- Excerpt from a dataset
----

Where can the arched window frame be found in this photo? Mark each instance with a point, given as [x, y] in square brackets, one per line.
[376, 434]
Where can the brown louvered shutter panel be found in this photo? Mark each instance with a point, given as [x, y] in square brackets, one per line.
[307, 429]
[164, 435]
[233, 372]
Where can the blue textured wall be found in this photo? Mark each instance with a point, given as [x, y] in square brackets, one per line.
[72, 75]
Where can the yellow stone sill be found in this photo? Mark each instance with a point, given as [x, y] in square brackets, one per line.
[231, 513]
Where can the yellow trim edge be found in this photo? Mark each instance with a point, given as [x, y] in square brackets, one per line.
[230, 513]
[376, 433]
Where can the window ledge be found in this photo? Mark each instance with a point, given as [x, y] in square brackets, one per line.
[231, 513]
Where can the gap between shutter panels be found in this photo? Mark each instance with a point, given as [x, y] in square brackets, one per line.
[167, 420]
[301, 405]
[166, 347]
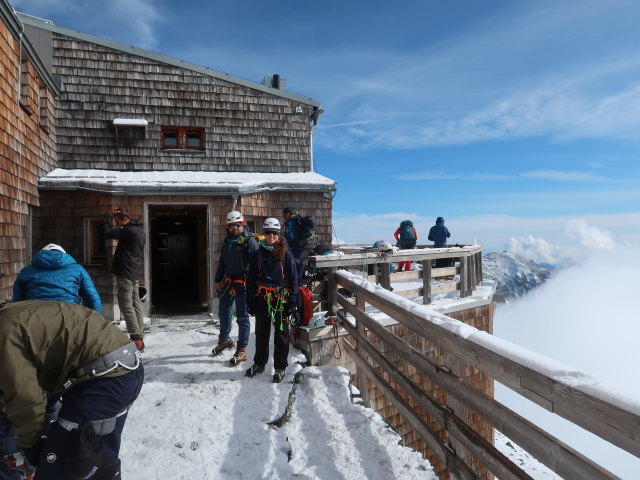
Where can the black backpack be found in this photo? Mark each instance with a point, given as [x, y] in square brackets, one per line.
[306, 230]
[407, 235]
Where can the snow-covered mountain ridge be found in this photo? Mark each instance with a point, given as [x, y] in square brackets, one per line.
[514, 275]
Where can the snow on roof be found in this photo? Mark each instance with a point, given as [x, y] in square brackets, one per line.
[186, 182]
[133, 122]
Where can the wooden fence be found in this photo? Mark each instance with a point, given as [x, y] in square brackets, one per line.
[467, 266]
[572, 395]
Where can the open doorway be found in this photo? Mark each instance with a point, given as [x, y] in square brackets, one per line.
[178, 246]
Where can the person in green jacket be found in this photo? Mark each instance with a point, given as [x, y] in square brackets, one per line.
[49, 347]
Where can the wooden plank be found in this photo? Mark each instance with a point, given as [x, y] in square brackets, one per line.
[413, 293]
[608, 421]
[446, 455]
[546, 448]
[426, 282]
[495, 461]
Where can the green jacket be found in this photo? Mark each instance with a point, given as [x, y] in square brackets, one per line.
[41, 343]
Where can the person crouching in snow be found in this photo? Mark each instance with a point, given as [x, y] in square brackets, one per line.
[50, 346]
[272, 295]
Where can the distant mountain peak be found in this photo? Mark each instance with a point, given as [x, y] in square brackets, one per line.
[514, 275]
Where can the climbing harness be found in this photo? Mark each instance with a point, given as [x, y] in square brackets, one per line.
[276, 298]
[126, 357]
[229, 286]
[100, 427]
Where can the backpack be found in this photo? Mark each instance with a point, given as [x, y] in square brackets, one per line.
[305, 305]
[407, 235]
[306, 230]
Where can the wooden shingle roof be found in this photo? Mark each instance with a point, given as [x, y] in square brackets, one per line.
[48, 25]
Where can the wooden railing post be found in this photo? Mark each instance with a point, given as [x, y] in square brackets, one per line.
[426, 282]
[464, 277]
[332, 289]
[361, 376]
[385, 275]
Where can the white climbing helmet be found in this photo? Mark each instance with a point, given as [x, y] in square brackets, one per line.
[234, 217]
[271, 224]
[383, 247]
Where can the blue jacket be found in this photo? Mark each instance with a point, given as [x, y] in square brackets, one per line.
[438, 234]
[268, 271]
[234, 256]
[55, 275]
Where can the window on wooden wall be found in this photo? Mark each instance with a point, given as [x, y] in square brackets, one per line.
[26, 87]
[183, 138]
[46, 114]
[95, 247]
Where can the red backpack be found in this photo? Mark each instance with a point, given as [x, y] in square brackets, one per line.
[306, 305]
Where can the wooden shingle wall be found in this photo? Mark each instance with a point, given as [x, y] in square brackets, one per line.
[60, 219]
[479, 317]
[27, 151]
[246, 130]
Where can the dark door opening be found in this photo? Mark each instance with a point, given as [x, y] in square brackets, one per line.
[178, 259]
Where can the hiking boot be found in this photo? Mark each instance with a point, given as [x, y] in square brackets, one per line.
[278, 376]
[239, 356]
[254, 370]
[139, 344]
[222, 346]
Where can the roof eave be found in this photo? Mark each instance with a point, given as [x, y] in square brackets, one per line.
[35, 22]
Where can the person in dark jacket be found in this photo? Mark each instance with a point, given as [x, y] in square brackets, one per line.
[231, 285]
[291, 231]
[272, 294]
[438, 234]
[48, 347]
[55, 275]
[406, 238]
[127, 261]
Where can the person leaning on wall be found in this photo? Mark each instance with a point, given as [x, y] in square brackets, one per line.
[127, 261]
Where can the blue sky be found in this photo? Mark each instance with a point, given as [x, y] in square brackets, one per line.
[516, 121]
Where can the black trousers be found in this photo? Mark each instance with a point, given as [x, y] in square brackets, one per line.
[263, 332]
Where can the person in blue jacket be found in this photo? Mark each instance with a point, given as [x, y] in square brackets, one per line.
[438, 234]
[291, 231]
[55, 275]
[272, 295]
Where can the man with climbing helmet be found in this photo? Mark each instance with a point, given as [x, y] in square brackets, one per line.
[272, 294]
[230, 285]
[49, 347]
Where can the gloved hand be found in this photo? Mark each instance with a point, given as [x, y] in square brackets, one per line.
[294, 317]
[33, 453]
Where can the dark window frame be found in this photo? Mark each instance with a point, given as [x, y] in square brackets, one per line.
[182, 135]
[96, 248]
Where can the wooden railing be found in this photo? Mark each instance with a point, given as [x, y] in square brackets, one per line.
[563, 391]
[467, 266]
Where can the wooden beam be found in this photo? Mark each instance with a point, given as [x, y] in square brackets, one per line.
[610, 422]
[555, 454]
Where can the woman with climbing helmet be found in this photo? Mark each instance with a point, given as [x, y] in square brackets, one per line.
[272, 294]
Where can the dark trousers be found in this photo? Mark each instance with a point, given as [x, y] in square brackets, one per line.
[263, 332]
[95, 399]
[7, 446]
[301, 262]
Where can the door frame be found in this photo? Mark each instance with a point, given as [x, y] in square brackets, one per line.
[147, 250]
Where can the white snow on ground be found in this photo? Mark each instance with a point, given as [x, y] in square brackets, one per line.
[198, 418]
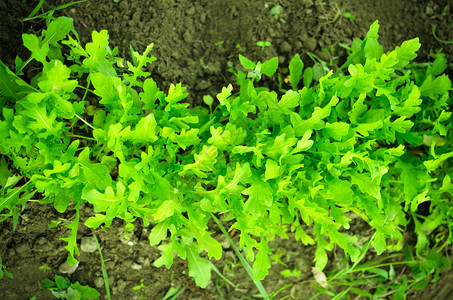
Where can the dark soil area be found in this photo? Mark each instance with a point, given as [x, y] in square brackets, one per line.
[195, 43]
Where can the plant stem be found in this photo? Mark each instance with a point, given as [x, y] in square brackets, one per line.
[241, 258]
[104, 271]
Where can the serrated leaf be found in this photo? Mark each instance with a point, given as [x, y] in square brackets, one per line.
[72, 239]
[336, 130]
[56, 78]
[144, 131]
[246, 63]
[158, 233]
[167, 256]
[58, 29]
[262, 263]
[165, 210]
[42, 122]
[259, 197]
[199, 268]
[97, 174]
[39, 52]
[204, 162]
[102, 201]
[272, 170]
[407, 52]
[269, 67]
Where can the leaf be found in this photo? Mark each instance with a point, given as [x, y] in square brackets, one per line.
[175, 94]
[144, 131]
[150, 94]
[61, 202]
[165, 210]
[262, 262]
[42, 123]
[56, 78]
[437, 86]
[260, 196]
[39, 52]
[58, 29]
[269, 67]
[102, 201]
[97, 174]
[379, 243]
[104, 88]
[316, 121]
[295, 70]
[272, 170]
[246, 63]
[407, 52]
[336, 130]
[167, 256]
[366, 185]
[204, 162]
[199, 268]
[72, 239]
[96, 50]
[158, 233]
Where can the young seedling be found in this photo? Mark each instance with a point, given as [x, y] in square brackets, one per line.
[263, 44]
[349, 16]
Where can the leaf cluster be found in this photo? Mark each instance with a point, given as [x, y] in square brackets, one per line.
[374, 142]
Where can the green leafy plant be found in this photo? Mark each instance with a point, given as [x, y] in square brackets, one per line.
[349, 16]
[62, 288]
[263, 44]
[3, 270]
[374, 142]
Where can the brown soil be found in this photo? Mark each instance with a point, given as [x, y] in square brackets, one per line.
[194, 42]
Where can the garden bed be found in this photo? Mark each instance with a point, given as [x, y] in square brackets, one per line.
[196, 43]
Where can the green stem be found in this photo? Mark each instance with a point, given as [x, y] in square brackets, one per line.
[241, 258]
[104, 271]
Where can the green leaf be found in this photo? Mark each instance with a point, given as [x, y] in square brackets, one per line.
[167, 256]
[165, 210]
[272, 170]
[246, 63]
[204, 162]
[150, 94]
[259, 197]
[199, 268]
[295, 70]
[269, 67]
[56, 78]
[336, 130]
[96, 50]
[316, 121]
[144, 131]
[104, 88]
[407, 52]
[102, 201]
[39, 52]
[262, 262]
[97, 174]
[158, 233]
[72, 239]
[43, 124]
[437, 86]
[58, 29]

----

- What you should do
Reproduce verbatim the lines above, from the line containing "Where can the green leaf be" through the end of the records.

- Exercise output
Where can the green leaf be found in this photo? Mark each instance with a point, given as [x, y] in square brackets, one per line.
[167, 256]
[165, 210]
[272, 170]
[246, 63]
[204, 162]
[150, 94]
[259, 197]
[199, 268]
[295, 70]
[269, 67]
[56, 78]
[336, 130]
[96, 50]
[316, 121]
[144, 131]
[104, 88]
[407, 52]
[102, 201]
[39, 52]
[262, 262]
[97, 174]
[158, 233]
[72, 239]
[43, 124]
[437, 86]
[58, 29]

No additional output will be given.